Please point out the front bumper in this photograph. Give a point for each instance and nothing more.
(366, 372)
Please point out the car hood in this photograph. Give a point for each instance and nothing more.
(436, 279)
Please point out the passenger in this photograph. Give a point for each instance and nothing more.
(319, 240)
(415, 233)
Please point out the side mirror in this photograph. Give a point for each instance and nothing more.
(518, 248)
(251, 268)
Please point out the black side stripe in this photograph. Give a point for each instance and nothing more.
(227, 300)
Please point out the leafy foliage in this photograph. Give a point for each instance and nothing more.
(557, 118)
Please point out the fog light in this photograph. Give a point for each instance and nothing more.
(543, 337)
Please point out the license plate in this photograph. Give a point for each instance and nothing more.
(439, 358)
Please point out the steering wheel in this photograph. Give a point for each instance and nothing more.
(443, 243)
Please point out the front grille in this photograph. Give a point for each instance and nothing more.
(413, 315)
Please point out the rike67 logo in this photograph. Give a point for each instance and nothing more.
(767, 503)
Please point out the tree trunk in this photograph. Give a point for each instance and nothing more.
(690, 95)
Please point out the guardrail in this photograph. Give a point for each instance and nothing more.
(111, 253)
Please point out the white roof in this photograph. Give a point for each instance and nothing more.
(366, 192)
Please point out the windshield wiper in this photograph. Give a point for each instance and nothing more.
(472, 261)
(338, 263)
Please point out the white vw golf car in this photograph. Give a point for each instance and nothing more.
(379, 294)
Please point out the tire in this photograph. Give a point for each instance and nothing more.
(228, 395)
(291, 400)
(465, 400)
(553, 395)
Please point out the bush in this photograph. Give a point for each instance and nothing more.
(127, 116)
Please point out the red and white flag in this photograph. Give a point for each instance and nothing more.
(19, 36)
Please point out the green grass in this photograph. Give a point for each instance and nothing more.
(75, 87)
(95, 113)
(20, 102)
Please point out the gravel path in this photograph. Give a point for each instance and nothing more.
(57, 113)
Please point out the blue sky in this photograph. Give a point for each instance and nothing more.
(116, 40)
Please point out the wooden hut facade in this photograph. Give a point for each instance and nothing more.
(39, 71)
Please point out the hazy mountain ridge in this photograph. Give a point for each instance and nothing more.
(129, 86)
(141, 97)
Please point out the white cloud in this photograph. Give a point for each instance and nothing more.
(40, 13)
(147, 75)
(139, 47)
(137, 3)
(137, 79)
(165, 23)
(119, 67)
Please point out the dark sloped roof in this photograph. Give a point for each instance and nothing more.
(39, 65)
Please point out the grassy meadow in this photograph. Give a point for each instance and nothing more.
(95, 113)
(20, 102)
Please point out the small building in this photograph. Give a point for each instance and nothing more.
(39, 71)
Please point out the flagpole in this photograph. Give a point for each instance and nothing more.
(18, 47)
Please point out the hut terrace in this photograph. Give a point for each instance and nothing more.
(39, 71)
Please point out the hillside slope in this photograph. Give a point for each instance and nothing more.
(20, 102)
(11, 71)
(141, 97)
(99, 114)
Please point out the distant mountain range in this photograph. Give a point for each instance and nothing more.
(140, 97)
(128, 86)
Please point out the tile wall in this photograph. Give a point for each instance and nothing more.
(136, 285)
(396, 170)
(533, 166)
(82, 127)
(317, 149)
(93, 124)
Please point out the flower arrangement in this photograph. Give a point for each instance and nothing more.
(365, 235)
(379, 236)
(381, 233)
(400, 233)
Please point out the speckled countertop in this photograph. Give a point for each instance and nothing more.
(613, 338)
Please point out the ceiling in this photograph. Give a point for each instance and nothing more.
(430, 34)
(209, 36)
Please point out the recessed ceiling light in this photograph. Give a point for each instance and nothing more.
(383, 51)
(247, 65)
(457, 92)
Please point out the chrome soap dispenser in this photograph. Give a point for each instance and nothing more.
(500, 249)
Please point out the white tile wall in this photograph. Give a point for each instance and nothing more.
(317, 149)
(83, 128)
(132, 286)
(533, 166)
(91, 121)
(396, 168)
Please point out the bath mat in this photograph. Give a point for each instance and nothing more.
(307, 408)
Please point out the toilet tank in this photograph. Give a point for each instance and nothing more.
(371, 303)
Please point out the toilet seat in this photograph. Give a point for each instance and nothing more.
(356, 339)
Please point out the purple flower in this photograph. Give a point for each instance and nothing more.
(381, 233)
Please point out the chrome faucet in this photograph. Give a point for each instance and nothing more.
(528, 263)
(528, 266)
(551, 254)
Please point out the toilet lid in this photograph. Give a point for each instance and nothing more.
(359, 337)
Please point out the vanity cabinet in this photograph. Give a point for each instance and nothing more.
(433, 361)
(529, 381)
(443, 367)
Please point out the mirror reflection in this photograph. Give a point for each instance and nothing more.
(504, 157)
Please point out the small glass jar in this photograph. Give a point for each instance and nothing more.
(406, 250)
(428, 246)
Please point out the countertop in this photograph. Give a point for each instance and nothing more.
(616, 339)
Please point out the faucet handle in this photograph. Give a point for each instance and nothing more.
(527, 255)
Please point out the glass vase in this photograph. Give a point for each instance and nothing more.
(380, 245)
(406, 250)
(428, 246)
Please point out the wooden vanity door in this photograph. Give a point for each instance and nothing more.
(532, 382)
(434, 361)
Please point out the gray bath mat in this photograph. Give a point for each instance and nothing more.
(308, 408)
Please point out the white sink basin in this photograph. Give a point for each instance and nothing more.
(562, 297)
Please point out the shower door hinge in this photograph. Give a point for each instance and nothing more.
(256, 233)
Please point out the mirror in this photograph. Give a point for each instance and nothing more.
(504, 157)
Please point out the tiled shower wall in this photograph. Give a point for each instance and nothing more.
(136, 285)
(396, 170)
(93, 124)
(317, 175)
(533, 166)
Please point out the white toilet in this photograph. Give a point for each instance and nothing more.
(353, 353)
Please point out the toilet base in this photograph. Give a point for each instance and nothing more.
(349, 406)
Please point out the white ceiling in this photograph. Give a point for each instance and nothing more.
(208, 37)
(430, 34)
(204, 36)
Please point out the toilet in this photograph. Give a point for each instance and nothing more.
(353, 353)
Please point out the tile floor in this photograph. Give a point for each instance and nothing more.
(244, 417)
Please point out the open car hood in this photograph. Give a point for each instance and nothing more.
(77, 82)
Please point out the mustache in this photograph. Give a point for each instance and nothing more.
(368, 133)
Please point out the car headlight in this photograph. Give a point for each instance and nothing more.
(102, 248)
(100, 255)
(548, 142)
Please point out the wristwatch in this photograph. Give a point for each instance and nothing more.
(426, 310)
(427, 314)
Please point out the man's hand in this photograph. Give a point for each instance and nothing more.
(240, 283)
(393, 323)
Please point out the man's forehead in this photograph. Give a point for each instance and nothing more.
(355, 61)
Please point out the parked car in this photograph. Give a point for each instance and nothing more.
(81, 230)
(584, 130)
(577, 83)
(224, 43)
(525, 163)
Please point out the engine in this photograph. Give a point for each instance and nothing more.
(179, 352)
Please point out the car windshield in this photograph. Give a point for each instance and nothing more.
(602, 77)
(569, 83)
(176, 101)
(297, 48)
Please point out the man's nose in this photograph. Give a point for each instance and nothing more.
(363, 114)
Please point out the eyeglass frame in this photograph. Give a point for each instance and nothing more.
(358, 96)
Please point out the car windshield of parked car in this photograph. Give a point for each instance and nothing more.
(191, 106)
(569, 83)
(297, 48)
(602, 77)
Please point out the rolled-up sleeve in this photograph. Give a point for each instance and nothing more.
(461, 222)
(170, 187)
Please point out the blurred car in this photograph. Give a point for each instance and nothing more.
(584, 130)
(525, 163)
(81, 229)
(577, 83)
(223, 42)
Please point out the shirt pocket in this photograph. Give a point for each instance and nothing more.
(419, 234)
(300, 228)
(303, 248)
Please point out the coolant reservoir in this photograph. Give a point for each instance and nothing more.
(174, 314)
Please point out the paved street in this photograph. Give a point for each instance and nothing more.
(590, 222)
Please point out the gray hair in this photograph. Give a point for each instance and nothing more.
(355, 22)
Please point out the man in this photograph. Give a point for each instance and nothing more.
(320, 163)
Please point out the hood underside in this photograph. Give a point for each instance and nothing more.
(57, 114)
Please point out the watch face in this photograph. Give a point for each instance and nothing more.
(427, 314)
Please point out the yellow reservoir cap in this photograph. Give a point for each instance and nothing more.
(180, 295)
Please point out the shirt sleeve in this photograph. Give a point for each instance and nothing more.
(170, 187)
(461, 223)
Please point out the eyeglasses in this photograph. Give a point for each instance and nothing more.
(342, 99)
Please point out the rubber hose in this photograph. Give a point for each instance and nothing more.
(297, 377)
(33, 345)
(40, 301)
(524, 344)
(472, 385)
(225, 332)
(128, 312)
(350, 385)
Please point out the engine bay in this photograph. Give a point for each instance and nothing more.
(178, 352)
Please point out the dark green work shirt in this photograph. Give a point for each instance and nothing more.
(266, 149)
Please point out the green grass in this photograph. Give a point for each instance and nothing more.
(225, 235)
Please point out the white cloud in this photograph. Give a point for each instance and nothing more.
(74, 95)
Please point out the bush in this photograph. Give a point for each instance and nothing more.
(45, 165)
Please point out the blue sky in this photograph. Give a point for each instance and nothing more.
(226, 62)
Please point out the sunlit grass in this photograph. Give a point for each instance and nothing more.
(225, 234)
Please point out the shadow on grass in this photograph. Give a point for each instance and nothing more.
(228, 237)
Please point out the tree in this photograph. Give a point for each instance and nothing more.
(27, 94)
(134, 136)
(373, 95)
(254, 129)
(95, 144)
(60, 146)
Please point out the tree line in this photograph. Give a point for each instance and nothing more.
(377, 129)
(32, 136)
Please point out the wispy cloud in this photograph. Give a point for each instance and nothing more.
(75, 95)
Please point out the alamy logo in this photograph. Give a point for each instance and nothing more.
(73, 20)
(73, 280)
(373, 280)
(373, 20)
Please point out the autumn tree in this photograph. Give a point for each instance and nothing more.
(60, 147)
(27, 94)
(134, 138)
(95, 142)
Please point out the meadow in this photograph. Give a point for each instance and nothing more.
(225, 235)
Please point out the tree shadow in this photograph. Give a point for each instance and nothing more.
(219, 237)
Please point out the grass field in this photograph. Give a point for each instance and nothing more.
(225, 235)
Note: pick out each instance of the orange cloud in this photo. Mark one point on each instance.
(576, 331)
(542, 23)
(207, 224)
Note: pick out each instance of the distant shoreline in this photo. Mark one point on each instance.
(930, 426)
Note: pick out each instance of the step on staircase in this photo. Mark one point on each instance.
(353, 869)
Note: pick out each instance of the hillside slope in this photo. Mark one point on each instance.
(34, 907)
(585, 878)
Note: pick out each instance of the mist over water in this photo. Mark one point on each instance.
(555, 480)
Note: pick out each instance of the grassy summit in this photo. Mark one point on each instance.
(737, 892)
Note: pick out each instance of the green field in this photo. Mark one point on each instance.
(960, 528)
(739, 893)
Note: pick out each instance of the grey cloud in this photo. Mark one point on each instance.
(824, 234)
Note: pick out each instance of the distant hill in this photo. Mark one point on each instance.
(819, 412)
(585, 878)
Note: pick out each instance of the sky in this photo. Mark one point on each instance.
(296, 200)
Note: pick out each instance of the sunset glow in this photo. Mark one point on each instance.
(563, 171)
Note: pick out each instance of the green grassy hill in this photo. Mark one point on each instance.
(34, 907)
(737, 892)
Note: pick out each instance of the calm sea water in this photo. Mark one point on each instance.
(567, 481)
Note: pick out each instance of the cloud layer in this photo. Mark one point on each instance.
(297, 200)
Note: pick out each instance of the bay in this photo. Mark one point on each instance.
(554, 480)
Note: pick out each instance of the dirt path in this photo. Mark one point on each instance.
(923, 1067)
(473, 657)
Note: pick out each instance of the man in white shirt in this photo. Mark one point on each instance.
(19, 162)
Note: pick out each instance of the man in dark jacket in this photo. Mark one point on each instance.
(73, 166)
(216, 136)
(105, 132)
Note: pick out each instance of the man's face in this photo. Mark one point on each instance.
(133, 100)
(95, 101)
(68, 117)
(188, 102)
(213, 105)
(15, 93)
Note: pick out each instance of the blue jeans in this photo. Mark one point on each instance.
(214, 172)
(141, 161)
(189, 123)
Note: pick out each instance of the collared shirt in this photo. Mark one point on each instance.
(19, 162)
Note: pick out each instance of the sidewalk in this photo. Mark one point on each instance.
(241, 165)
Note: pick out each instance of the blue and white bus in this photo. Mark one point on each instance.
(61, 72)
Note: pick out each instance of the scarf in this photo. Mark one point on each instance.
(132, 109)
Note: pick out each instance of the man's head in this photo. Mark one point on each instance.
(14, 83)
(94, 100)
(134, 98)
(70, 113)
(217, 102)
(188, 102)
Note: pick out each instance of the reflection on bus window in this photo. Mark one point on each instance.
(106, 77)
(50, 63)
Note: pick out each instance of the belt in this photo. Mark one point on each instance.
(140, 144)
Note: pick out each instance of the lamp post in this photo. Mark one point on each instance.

__BRIEF__.
Only the lines from the one bearing "Note: pick out each instance of the man's face" to the end of the material belong in the answer; set them down verbatim.

__WRITTEN RESPONSE__.
Note: pick out each instance of the man's face in this photo. Mark one point on each instance.
(133, 100)
(95, 101)
(68, 117)
(188, 102)
(213, 105)
(15, 93)
Note: pick out each instance of the blue jeans in this photo. Mark one point on each instance.
(214, 172)
(141, 161)
(189, 123)
Note: pick out each instance of the collared shirt in this photo. Mark one point on each instance.
(19, 162)
Note: pick out each instance of the sidewalk in this photo. Mark one point on each instance.
(241, 165)
Note: pick out each instance of the blue and white bus in this photo. Mark one point on each instance.
(61, 72)
Note: pick out each instance of the scarf in this photo. Mark one point on each instance.
(132, 109)
Note: pick out each instance of the man's head in this photo. Mark one point on each instance.
(14, 83)
(94, 100)
(134, 98)
(70, 113)
(217, 102)
(188, 102)
Note: pick out each instance of the reflection on bus window in this photo. Mark one point on each instance.
(106, 77)
(50, 63)
Note: pick out each instance of the belt in this photo. Mark one point on each instance.
(140, 144)
Note: pick out each instance of the lamp post in this photo. Mark one point on each instance.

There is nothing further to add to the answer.